### Records supplied
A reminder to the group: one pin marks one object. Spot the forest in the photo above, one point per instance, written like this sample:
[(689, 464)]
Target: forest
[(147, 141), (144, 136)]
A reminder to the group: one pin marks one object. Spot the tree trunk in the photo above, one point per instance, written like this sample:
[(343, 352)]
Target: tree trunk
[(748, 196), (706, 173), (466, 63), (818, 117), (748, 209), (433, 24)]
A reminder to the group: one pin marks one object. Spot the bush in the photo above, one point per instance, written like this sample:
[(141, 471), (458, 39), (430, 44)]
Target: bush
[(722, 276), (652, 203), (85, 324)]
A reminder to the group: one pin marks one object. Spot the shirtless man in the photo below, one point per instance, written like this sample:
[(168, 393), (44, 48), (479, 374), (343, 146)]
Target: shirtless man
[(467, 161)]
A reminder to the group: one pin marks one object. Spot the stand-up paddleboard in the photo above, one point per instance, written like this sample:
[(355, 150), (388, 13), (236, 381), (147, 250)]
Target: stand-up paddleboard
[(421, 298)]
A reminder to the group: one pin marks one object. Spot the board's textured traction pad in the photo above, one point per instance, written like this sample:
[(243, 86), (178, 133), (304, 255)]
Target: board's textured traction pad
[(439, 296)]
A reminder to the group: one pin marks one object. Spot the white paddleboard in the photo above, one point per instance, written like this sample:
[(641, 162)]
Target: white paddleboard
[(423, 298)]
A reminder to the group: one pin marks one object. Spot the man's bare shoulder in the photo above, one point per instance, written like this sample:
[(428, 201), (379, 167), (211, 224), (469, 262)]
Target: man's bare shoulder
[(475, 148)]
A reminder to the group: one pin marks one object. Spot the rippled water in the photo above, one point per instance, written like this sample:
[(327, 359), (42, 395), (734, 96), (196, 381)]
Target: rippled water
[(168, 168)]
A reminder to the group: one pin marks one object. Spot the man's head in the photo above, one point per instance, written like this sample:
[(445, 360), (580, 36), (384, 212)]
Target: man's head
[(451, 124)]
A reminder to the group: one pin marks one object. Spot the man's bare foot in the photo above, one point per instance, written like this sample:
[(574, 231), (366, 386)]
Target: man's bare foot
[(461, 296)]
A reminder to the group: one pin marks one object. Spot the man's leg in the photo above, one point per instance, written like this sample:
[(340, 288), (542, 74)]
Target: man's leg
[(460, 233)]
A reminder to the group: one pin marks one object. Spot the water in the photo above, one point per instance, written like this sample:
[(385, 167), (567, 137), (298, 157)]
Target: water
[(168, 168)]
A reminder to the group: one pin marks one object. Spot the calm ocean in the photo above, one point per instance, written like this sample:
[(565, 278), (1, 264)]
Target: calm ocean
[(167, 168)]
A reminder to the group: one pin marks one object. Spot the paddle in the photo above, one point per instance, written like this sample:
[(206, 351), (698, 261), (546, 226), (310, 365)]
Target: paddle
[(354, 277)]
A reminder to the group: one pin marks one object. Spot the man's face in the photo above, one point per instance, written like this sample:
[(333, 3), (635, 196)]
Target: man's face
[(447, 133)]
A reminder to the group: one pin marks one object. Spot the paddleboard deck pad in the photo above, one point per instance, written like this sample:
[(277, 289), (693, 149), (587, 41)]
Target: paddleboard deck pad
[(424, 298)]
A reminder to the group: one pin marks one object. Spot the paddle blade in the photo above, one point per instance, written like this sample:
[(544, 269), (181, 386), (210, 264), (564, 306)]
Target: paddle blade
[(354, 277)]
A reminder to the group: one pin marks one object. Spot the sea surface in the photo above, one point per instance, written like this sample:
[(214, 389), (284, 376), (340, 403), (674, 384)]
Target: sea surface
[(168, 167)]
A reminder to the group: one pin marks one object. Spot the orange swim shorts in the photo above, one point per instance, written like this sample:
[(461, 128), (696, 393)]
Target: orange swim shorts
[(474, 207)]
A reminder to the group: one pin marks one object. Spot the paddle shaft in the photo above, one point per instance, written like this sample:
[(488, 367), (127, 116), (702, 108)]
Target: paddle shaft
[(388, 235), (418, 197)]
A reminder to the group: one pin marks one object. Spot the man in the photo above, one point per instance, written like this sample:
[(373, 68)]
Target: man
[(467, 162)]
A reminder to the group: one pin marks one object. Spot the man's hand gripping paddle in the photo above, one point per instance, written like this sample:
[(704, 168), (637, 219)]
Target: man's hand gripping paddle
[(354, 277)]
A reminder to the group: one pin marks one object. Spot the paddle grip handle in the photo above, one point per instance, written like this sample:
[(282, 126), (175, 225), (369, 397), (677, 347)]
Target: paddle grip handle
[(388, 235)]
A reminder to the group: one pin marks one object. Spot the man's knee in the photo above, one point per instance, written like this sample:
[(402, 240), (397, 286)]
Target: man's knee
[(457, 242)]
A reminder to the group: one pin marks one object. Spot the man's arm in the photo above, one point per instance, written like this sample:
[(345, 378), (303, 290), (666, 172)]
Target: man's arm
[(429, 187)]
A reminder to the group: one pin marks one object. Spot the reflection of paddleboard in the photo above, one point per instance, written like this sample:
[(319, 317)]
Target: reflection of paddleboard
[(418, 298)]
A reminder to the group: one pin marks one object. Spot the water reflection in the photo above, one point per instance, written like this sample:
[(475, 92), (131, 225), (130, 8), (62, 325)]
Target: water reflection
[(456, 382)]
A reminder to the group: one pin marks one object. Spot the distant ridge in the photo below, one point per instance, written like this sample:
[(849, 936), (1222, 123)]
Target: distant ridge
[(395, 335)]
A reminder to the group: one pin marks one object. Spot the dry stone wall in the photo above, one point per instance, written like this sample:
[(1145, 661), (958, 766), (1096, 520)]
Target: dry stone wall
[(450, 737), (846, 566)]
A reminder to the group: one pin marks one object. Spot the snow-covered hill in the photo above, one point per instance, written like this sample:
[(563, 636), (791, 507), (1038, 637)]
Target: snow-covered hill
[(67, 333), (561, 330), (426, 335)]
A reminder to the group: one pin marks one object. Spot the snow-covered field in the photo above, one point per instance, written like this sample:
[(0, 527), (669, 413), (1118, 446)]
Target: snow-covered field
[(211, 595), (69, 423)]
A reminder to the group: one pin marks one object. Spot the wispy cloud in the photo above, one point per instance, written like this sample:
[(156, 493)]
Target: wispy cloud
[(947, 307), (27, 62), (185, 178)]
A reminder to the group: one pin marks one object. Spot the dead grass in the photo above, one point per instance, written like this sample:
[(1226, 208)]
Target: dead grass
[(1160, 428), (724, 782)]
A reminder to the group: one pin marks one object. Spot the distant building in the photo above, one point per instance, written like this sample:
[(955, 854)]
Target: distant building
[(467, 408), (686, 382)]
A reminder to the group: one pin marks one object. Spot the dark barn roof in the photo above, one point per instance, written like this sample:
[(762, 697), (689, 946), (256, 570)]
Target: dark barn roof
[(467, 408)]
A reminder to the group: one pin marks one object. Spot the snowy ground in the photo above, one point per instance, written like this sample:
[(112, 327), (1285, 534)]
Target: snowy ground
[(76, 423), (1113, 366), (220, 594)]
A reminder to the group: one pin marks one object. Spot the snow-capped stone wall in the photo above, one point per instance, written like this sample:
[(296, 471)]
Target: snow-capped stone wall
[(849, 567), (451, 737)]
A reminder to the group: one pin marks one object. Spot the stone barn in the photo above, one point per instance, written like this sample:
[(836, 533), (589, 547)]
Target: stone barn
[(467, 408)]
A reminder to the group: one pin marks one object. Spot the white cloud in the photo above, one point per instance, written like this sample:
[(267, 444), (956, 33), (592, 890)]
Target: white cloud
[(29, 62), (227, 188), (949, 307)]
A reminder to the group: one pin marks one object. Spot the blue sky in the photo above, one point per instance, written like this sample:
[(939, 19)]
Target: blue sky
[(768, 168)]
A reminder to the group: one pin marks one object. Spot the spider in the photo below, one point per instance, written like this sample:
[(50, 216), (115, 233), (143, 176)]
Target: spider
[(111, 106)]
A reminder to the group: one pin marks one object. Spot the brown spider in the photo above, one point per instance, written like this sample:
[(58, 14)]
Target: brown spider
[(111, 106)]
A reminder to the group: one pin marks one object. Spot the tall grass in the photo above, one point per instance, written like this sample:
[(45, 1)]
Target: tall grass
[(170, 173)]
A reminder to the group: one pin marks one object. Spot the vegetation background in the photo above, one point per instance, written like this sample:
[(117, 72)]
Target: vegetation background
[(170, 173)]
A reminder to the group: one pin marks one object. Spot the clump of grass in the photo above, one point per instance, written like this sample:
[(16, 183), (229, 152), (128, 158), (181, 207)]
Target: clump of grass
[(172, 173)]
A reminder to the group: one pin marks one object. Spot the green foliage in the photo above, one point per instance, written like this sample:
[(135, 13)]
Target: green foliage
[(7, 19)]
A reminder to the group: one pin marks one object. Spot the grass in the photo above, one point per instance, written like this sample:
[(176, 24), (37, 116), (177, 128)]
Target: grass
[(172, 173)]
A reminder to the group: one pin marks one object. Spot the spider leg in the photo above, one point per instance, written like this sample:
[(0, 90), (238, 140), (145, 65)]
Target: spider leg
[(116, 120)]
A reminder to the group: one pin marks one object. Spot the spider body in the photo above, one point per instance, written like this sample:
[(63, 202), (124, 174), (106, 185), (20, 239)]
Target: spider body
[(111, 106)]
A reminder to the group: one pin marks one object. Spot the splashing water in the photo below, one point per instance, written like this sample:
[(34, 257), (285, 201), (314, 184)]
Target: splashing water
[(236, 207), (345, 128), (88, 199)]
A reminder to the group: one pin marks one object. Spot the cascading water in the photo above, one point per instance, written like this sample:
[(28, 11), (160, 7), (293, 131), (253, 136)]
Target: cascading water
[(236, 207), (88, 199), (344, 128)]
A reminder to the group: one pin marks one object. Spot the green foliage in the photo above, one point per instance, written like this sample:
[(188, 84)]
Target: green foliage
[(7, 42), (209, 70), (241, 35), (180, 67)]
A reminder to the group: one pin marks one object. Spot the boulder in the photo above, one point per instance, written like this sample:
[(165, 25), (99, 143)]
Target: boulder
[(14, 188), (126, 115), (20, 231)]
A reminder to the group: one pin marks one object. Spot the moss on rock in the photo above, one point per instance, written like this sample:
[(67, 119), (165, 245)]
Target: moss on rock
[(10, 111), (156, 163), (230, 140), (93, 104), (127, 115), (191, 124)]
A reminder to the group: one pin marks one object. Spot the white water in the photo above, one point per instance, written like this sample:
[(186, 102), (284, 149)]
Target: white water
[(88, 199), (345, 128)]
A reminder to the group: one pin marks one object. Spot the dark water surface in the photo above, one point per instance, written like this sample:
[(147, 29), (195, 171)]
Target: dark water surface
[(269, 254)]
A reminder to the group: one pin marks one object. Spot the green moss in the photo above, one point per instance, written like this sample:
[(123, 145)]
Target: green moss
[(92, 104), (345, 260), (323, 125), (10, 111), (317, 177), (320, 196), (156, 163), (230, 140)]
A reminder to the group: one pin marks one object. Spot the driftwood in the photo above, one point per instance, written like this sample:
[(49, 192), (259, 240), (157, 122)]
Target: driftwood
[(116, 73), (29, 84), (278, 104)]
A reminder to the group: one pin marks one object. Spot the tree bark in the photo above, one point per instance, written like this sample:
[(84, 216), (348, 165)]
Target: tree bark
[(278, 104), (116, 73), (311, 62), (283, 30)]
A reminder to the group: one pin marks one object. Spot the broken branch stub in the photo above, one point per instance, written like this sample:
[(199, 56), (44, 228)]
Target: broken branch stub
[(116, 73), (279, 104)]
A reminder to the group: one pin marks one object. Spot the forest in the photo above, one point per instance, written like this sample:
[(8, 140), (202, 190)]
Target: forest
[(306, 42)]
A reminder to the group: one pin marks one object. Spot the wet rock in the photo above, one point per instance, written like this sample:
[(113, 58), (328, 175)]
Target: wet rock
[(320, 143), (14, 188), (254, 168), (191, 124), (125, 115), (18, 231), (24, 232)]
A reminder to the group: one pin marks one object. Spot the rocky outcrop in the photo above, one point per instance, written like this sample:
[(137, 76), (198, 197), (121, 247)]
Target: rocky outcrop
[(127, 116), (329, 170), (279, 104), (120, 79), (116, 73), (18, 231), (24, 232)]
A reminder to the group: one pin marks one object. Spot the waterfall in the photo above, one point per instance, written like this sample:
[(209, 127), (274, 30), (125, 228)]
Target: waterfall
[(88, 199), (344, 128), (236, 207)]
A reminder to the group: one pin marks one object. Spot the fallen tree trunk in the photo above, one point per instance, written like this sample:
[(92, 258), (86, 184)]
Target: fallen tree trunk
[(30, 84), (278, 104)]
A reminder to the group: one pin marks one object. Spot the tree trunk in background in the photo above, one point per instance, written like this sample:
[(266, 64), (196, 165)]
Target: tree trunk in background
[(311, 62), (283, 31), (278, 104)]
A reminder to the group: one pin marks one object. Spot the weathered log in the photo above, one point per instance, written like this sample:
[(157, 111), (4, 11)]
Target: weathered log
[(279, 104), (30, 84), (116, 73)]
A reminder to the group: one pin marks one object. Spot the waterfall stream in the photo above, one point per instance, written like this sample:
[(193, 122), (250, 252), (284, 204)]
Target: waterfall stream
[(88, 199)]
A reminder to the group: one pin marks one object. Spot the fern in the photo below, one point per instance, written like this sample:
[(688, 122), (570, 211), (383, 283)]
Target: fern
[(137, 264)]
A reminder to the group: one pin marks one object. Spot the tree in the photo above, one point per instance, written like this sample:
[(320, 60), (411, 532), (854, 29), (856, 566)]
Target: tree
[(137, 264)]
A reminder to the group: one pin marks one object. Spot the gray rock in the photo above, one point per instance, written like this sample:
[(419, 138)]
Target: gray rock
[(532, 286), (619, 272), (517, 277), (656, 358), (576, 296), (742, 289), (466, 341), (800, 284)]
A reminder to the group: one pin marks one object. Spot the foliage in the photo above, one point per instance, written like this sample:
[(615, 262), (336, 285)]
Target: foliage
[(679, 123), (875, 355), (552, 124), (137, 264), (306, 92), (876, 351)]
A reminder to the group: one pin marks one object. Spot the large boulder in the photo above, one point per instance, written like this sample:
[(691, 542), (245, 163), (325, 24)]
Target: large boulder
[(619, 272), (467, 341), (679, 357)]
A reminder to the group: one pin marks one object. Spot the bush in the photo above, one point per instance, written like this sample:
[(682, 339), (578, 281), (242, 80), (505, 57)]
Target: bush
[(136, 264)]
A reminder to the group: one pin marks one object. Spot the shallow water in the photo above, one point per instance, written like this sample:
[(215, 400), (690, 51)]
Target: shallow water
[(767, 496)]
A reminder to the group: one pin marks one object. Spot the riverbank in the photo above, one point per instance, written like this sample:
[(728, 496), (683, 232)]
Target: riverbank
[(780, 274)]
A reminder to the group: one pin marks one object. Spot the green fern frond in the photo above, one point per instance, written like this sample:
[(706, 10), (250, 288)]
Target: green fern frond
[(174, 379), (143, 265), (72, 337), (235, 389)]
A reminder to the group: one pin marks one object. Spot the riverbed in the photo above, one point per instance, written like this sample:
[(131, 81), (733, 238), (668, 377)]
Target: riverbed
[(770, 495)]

### Goal
Give as a numbered list the lines of the entries starting with the line that contains "bare foot in" and going on through the line that contains "[(447, 133)]", leaving out any blank lines.

### Solution to the problem
1. A reminder to the group: one pin marks one object. Spot the man's bare foot in the photo above, one point per instance, written like this sample:
2. [(574, 231), (366, 386)]
3. Target: man's bare foot
4. [(461, 296)]
5. A reminder to the group: one pin marks one object. Spot the man's leg in the photo above, one point per instance, written like this sample:
6. [(340, 288), (542, 74)]
7. Target: man's leg
8. [(460, 233)]
9. A reminder to the group: one pin marks one object. Spot the water in the photo above, one point per instance, written like this sample:
10. [(385, 167), (567, 137), (298, 157)]
11. Target: water
12. [(168, 168)]
13. A reminder to the group: one pin marks one object. Spot the calm ocean in the photo above, one point per instance, written like this sample:
14. [(565, 278), (1, 264)]
15. Target: calm ocean
16. [(167, 168)]
17. A reminder to the group: one pin marks one object. Spot the paddle in the photo above, one point per instance, written like this sample:
18. [(206, 351), (698, 261), (546, 226), (310, 365)]
19. Target: paddle
20. [(354, 277)]
21. A reminder to the group: one pin marks one object. Spot the man's face in the photo above, one point per instance, written like this sample:
22. [(333, 3), (635, 196)]
23. Target: man's face
24. [(447, 133)]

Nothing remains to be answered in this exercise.